Please reproduce the records below without any change, starting with the line that contains "Mark the man wearing" and going on through the end of the records. Leave the pictures out of your answer.

* START *

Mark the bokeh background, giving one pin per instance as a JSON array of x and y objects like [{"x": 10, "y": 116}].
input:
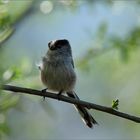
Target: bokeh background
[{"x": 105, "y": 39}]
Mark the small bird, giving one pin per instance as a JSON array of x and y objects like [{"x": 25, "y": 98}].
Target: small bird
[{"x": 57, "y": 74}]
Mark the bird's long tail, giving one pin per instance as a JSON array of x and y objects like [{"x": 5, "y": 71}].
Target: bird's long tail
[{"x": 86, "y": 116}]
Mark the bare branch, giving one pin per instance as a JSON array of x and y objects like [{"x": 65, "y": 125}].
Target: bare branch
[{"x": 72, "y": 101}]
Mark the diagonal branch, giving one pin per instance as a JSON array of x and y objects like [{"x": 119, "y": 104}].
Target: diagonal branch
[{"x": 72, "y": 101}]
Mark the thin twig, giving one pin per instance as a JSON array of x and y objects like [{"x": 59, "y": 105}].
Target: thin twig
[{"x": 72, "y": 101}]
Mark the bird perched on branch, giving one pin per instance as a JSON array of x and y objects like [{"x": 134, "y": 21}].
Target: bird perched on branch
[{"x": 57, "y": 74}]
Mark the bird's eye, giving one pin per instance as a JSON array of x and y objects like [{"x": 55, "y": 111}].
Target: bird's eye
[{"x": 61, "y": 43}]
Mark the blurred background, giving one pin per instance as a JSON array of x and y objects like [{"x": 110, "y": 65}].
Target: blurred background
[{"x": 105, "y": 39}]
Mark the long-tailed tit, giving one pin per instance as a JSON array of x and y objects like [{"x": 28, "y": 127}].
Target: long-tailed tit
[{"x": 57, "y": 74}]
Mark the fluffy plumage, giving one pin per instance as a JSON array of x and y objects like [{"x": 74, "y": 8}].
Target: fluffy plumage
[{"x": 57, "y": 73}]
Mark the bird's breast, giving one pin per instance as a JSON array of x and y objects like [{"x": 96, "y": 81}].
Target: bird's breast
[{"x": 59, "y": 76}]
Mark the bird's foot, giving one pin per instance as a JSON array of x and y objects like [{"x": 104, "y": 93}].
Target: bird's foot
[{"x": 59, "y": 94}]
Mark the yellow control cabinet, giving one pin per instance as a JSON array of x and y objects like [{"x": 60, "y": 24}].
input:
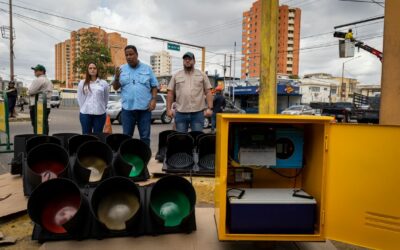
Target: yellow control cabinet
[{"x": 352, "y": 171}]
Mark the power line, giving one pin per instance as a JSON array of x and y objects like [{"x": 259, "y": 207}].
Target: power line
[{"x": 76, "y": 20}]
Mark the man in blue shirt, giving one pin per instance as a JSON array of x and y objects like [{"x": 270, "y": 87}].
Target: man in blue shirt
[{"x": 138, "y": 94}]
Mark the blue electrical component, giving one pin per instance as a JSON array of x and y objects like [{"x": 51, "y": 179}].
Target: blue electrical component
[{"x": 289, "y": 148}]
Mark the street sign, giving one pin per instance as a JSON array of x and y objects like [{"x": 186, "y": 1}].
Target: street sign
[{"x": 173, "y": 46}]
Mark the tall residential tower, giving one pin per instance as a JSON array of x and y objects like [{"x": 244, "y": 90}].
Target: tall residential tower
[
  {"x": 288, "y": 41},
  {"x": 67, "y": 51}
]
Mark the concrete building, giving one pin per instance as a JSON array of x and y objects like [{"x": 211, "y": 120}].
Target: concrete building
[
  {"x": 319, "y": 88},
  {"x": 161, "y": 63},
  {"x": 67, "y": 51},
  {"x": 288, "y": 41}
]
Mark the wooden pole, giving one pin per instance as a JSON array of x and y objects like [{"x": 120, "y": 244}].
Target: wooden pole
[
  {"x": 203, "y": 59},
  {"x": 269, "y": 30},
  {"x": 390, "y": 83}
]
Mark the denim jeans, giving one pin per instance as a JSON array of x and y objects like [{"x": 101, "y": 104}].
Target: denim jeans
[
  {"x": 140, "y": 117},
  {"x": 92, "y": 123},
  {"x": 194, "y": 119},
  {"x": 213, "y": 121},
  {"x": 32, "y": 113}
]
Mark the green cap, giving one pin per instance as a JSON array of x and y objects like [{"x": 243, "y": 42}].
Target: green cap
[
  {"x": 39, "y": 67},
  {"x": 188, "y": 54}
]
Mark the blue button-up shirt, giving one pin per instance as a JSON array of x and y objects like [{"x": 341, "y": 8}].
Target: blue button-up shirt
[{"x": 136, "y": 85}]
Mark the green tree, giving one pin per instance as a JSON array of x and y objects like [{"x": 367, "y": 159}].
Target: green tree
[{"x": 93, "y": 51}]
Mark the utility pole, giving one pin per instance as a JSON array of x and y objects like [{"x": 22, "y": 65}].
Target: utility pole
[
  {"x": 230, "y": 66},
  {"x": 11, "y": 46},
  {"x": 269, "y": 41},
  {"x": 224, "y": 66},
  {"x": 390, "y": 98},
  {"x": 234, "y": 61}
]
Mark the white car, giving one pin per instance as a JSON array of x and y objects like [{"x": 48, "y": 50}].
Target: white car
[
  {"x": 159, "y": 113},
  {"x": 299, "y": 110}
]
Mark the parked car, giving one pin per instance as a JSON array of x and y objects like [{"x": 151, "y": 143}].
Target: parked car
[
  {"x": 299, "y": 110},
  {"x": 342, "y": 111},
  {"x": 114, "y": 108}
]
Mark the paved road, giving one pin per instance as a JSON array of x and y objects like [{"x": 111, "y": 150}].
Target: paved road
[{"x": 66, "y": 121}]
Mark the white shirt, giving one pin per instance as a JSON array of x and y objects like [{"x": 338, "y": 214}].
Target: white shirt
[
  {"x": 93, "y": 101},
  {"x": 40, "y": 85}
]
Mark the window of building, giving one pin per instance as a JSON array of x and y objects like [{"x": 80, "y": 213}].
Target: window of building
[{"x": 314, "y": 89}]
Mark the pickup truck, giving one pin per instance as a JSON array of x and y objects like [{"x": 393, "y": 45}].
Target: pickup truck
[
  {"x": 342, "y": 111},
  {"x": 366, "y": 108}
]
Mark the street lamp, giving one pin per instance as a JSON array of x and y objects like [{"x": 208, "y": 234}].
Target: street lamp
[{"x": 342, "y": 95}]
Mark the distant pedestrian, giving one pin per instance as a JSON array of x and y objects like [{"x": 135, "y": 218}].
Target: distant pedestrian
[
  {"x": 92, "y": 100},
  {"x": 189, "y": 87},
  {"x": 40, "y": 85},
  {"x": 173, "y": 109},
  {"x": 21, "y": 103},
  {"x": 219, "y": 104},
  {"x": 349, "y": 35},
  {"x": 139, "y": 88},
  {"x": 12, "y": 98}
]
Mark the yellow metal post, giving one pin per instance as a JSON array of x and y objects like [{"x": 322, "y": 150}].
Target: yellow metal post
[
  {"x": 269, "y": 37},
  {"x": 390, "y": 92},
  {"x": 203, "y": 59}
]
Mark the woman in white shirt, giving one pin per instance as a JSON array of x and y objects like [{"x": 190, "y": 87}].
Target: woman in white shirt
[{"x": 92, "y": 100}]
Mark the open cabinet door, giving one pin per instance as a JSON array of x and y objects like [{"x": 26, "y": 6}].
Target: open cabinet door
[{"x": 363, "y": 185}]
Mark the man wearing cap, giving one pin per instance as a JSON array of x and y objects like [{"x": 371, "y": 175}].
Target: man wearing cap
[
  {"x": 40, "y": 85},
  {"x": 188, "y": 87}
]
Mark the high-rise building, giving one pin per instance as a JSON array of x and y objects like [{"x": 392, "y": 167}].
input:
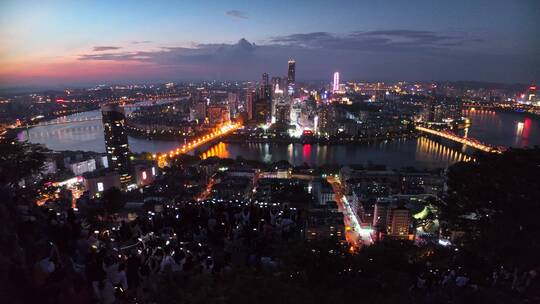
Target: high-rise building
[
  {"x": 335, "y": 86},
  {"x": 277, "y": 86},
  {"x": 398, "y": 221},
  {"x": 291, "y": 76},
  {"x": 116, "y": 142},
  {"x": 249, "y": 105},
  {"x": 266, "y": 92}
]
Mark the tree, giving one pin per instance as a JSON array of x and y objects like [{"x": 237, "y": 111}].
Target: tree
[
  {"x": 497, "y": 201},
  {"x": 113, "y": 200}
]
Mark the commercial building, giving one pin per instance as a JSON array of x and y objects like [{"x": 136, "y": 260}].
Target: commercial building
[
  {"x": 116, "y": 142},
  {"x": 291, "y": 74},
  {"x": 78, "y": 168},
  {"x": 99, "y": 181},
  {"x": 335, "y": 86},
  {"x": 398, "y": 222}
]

* END *

» Exercise answer:
Mark the man wearing cap, giving one pin per instance as a JSON array of x and y objects like [{"x": 371, "y": 175}].
Target: man wearing cap
[
  {"x": 40, "y": 85},
  {"x": 188, "y": 87}
]
Mark the high-rise building, giving one pin per instance as a JSON array of x and y objects like [{"x": 392, "y": 167}].
input:
Target: high-rise building
[
  {"x": 335, "y": 86},
  {"x": 277, "y": 86},
  {"x": 398, "y": 221},
  {"x": 291, "y": 76},
  {"x": 116, "y": 142},
  {"x": 249, "y": 105},
  {"x": 266, "y": 92}
]
Mark the tree, giving one pin per instance as a JSON array of x and y objects like [{"x": 237, "y": 111}].
Target: tree
[
  {"x": 497, "y": 201},
  {"x": 113, "y": 200}
]
Mark the commercial building, giving one pin per instance as a JSON array of x and y objects like [{"x": 136, "y": 260}].
Target: commercial building
[
  {"x": 116, "y": 142},
  {"x": 291, "y": 74},
  {"x": 78, "y": 168},
  {"x": 99, "y": 181},
  {"x": 335, "y": 86},
  {"x": 398, "y": 222}
]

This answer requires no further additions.